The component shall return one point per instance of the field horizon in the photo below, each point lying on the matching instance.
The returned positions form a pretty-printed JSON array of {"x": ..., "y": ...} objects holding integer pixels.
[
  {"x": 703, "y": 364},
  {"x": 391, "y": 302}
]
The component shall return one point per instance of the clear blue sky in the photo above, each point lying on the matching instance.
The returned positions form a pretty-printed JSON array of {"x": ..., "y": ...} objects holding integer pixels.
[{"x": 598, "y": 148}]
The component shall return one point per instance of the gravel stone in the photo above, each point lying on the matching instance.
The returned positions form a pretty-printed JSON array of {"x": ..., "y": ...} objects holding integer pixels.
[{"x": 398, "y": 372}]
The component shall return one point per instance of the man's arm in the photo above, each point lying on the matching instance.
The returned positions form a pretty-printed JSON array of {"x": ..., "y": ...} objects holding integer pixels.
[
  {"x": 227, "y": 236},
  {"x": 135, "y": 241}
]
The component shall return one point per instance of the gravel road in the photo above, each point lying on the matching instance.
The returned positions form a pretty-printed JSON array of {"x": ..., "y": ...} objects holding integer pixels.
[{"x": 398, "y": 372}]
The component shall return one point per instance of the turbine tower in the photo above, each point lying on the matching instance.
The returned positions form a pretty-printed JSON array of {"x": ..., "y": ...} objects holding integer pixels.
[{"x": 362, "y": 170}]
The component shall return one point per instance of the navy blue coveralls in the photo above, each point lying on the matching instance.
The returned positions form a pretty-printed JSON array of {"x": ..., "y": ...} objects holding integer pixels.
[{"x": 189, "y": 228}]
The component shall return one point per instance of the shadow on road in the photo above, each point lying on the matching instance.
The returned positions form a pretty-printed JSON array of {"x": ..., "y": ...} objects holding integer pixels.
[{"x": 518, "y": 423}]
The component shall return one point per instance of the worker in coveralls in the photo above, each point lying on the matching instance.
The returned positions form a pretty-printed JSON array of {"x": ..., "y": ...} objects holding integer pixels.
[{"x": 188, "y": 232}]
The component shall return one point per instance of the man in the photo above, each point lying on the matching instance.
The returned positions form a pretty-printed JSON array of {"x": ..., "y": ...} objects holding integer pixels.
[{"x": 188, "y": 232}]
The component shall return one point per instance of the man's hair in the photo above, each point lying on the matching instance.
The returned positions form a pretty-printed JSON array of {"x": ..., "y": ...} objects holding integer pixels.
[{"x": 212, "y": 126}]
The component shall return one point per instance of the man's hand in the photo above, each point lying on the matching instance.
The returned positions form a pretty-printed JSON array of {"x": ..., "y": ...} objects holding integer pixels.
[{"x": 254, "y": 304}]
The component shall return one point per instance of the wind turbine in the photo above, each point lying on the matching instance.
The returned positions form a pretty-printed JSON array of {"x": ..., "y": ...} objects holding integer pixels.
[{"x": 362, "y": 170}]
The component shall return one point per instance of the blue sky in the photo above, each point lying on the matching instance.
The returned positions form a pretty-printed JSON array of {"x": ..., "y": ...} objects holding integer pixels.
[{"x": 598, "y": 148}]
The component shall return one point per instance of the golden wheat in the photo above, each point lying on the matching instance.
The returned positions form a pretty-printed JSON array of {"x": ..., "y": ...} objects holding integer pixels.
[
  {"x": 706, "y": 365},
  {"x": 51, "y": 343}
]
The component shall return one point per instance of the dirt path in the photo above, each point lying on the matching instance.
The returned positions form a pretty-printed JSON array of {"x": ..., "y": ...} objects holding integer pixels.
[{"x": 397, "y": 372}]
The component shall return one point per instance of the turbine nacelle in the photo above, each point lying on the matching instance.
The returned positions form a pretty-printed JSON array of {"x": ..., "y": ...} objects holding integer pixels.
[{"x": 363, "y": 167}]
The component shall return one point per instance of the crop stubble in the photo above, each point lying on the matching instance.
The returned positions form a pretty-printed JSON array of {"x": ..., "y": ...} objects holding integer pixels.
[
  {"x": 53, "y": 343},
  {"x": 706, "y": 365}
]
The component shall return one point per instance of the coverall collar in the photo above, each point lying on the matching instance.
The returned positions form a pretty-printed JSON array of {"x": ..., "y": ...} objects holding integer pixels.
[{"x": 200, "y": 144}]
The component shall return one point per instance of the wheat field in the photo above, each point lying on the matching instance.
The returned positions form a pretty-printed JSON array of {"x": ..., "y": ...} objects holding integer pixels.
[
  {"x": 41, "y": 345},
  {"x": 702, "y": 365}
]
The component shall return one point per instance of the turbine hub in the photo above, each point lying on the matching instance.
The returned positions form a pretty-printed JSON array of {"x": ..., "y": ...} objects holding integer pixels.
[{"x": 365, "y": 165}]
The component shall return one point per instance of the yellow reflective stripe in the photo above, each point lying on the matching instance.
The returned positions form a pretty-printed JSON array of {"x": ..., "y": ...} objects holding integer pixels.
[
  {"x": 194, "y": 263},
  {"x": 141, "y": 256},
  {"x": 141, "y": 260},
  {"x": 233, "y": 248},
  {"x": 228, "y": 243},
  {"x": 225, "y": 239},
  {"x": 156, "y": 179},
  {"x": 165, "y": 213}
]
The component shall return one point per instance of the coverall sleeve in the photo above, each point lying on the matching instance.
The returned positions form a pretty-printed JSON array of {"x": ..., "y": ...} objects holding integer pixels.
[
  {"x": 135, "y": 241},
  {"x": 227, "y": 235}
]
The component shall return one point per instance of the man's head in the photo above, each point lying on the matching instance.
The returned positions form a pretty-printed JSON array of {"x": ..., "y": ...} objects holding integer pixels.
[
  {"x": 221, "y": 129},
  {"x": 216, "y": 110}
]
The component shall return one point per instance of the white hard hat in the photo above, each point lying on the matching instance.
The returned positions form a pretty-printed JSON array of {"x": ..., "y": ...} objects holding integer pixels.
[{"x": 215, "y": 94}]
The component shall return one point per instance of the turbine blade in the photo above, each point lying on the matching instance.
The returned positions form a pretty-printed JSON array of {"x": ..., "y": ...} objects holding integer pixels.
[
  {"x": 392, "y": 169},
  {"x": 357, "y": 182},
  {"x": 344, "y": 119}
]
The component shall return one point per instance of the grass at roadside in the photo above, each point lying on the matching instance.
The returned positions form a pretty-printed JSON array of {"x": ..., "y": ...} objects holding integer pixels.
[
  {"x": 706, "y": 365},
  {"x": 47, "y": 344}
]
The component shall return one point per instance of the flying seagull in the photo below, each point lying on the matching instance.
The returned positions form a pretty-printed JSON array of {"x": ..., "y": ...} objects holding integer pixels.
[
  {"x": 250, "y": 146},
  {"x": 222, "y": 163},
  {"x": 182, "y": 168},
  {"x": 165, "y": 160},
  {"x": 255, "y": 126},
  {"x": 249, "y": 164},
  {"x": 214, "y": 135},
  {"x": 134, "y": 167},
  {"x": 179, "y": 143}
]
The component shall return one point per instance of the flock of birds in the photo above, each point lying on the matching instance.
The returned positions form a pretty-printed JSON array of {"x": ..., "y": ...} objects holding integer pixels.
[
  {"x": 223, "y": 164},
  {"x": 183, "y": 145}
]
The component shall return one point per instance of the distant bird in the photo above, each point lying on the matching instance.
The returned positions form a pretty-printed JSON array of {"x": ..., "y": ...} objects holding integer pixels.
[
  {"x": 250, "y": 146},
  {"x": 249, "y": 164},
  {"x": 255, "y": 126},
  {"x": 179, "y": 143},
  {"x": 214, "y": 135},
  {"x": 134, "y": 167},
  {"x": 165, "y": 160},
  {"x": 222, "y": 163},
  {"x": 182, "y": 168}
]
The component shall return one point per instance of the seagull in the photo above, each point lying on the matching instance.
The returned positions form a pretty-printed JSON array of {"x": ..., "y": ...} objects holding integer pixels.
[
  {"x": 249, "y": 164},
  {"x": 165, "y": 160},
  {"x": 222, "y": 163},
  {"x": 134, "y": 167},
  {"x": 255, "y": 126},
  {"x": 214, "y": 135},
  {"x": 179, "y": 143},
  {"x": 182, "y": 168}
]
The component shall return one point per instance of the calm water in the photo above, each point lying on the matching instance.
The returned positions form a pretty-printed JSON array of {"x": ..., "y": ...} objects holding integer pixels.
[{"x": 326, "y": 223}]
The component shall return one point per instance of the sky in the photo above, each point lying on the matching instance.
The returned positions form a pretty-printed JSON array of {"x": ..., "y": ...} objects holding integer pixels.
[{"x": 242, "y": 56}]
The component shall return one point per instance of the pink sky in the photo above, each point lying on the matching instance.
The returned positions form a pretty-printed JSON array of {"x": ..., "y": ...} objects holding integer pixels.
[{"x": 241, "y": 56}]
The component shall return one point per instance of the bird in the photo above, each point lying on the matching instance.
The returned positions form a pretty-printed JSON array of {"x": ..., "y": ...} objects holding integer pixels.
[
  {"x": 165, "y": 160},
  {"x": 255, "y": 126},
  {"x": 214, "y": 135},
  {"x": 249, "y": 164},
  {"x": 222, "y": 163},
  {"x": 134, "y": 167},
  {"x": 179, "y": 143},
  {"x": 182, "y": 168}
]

REQUEST: Reproduce everything from the line containing "The component shall return one point per instance of the pink" down to the end of the data above, with no changes to the text.

TASK OUTPUT:
The component shall return one point per instance of the pink sky in the photo above, each point lying on the matching instance.
The returned positions form a pretty-printed JSON array of {"x": ..., "y": ...} objects holding integer pixels.
[{"x": 241, "y": 56}]
The component shall return one point per instance of the bird in the photo above, each point lying on the matching instance.
The returned positions form a pretty-printed JSON array of {"x": ..., "y": ...} objects holding integer pixels.
[
  {"x": 165, "y": 160},
  {"x": 255, "y": 126},
  {"x": 214, "y": 135},
  {"x": 249, "y": 164},
  {"x": 222, "y": 163},
  {"x": 134, "y": 167},
  {"x": 179, "y": 143},
  {"x": 182, "y": 168}
]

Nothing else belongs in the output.